**DIRECTION:**
Using the passage on Sfoglina, answer the following:
(a) What does the word "sfogline" mean?
(b) How many seats does the restaurant have in total?
(c) On which street is the restaurant located?

**PASSAGE:**
## Start
Celebrated chef Fabio Trabocchi’s Virginia debut is a pasta-centric crowd pleaser.
Before walking into Sfoglina, diners get an alluring glimpse of what might show up on their plates. A glass encased peekaboo workspace at the front showcases sfogline (pasta makers) exercising their craft, perhaps deftly cutting strands of spaghetti or stuffing plump ravioli. It’s an engaging and enticing preview of what’s to come.
The pasta-focused trattoria is the Virginia debut from Fabio Trabocchi, who also owns Fiola, Fiola Mare, Del Mar and two other Sfoglinas, all in DC. Set on a bustling corner of Wilson Boulevard in the middle of Rosslyn, the 4,500-square-foot restaurant packs in 130 seats, including 35 at the bar bridging the building’s atrium and the eatery’s interior, a small chef’s counter along the open kitchen, banquette backed two-tops and larger tables. A peppy soundtrack reigns and the well-lit space is predominated by whites and reds with splashes of golden amber, giving it a festive feeling all year long.
## End
**GIVEN ENTRIES:**
## Start
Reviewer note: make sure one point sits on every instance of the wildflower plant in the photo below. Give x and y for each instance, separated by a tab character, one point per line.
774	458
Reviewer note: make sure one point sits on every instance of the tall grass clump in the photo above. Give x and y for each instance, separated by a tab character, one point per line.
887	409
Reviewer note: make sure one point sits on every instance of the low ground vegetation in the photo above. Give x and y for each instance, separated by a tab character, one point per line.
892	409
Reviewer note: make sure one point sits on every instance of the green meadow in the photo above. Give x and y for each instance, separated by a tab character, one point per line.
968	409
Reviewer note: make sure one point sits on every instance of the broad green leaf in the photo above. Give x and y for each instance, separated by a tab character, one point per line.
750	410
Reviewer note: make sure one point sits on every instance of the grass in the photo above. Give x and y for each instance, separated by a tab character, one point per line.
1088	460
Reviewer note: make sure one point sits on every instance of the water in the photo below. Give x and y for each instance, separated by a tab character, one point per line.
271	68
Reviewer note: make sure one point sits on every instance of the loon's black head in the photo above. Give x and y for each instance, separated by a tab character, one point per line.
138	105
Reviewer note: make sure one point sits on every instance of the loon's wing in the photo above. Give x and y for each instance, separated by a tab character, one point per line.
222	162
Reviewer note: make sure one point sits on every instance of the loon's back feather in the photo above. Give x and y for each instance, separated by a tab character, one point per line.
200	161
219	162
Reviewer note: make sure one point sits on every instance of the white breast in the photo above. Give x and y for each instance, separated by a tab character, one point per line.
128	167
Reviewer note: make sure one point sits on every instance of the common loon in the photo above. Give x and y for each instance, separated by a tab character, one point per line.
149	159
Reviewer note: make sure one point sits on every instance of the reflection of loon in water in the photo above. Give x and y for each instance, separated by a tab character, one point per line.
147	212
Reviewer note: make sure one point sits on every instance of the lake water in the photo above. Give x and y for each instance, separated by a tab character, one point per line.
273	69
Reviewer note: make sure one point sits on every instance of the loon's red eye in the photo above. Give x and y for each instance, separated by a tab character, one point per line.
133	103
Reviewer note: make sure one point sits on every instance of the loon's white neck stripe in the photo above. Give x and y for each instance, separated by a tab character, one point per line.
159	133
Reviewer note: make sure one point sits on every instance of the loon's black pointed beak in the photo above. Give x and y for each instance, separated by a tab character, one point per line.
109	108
## End
**TASK RESULT:**
(a) Pasta makers
(b) 130
(c) Wilson Boulevard